The determination of the exact location of the Louisiana
coastline remained for resolution. In
United States v.
California, 381 U. S. 139
(1965), this Court held that Congress had left to the courts the
task of defining "inland waters," and the Court adopted for
purposes of the Submerged Lands Act the definitions contained in
the international Convention on the Territorial Sea and the
Contiguous Zone, ratified by the United States in 1961. [1964] 15
U.S.T. (pt. 2) 1607, T.I.A.S. No. 5639. In the present litigation,
in March, 1969, the Court held that that part of Louisiana's
coastline which, under the Submerged Lands Act, consists of "the
line marking the seaward limit of inland waters,"
see 43
U.S.C. § 1301(c), is also to be drawn in accordance with the
definitions of the Convention. It decided to refer to a Special
Master particularized disputes over the precise boundary between
the submerged lands belonging to the United States and those
belonging to Louisiana.
394 U. S. 394 U.S.
11. A Master was appointed.
395 U. S. 901
(1969).
A second supplemental decree was entered December 20, 1971.
404 U. S. 404 U.S.
388. That decree, among other things, determined that the United
States had exclusive rights to an area of the Continental Shelf
lying more than one foot seaward of a line therein described;
recited that sums held impounded by the United States under the
Interim Agreement and derived from those lands were released to the
United States,
id. at
404 U. S. 389;
and provided that leases of lands lying partly within that area and
partly landward thereof were not affected
Page 446 U. S. 259
by the decree, so that revenues derived therefrom were to remain
subject to impoundment,
id. at
404 U. S.
402.
Still a third supplemental decree was entered October 16, 1972.
409 U. S. 409 U.S.
17. By this decree, the Court ruled that, with a stated exception,
Louisiana was entitled to all lands, minerals, and other natural
resources lying more than one foot landward of a line therein
described and seaward of the ordinary low-water mark on the
Louisiana shore,
id. at
409 U. S. 17-18;
that leases of land partly within that area and partly seaward
thereof were not affected by the decree, so that revenues derived
therefrom were to remain subject to impoundment; and that all sums
held impounded by Louisiana or the United States under the Interim
Agreement derived from leases of lands wholly within areas allotted
to Louisiana were released to that State,
id. at
409 U. S.
31.
The Special Master thereafter filed his report dated July 31,
1974. Exceptions to that report made by the United States and by
Louisiana, respectively, were overruled, the Special Master's
recommendations were accepted, and the parties were directed to
prepare and file a proposed decree establishing "a baseline along
the entire coast of the State of Louisiana."
420 U. S. 420
U.S. 529,
420 U. S. 530
(1975). The parties were able to agree, and a fourth supplemental
decree was entered June 16, 1975.
422 U. S. 422 U.S.
13. Exclusive rights were affirmed in the respective parties in
areas lying landward or seaward of a line three geographical miles
seaward of the baseline, and impounded sums were released
accordingly.
Id. at
422 U. S. 13-14.
Cross-payments within 90 days and cross-accountings within 60 days
were ordered.
Id. at
422 U. S. 15.

• ROWS:
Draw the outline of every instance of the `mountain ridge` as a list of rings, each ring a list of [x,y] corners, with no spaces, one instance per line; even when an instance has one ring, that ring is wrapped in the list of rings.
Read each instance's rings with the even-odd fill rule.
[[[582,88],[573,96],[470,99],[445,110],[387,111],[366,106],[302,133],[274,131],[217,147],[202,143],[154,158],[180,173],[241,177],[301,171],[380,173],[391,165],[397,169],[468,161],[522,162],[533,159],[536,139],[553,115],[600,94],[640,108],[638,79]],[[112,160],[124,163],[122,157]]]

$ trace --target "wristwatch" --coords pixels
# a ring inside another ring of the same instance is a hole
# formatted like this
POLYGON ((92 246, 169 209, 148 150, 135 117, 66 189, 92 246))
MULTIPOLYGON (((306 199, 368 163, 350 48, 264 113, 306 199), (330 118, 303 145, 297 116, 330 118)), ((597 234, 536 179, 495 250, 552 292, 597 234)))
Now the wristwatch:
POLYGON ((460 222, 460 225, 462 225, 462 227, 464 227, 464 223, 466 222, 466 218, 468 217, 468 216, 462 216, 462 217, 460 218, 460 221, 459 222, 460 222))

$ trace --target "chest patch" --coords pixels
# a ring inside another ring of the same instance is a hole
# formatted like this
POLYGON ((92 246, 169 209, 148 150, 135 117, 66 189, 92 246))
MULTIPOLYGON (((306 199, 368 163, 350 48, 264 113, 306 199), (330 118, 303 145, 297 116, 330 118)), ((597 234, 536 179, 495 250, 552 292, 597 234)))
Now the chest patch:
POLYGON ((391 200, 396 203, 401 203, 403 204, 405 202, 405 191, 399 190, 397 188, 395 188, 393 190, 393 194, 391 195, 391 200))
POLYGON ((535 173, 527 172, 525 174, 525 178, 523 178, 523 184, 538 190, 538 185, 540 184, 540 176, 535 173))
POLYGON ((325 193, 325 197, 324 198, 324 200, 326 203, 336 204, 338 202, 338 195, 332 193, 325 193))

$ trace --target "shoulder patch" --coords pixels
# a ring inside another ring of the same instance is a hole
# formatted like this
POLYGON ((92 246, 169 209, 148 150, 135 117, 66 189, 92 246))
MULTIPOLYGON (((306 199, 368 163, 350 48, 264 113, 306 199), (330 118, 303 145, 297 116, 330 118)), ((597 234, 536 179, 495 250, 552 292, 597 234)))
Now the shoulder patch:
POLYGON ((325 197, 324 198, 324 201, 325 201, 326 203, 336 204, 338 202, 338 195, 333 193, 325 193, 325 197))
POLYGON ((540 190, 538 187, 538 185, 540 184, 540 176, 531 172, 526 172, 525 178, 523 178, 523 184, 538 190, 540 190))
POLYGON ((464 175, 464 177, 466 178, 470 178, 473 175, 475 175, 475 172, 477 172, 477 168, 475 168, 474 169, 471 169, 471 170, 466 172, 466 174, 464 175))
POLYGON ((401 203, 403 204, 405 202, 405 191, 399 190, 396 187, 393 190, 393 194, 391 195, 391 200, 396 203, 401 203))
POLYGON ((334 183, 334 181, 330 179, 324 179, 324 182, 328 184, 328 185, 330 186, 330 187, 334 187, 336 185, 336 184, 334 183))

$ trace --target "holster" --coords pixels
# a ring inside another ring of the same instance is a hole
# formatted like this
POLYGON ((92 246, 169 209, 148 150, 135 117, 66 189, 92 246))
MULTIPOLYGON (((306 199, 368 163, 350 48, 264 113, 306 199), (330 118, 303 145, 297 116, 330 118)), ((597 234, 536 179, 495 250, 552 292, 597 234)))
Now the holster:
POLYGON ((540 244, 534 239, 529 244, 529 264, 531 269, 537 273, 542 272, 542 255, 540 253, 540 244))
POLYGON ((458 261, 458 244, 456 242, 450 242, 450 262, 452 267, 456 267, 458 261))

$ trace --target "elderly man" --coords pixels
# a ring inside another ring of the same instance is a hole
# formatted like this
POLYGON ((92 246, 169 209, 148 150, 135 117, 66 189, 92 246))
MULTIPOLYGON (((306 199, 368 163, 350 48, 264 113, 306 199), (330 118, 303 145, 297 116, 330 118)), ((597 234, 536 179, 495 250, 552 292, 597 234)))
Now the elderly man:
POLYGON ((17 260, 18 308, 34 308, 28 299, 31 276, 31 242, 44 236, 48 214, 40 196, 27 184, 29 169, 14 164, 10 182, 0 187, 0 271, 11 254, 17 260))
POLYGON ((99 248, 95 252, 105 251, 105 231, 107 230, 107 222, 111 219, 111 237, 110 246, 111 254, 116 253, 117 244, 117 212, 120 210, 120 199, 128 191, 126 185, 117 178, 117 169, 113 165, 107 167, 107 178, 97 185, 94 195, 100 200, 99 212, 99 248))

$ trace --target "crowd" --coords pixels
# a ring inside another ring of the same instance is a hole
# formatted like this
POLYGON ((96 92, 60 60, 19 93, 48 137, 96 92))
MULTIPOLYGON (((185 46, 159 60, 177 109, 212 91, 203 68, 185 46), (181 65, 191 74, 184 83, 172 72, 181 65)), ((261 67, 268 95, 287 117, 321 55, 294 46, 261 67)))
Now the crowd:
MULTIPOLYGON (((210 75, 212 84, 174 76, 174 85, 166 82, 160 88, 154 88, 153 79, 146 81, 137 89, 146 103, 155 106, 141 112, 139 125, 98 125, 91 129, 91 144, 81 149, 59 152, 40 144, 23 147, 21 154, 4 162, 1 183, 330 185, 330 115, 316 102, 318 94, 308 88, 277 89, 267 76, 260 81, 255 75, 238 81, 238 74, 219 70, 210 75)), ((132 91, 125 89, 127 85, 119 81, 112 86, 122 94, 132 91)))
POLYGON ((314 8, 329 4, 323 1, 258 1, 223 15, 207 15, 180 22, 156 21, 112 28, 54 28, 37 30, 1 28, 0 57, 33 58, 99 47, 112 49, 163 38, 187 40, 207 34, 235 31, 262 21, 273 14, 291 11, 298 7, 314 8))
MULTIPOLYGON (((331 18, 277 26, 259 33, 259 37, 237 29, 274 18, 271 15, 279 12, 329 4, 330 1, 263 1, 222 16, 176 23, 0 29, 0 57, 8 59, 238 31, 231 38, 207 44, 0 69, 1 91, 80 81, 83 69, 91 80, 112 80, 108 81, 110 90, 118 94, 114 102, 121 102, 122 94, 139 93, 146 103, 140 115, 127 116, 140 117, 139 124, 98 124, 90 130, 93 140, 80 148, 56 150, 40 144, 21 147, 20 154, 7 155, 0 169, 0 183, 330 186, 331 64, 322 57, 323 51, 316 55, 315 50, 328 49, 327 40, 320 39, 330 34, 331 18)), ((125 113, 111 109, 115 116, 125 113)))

• BRIEF: Please copy the part of the Louisiana coastline passage that opens with the words containing "420 U. S. 420" and closes with "accordingly.", renaming "three geographical miles" to "three nautical miles".

• EXERCISE SOLUTION:
420 U. S. 420
U.S. 529,
420 U. S. 530
(1975). The parties were able to agree, and a fourth supplemental
decree was entered June 16, 1975.
422 U. S. 422 U.S.
13. Exclusive rights were affirmed in the respective parties in
areas lying landward or seaward of a line three nautical miles
seaward of the baseline, and impounded sums were released
accordingly.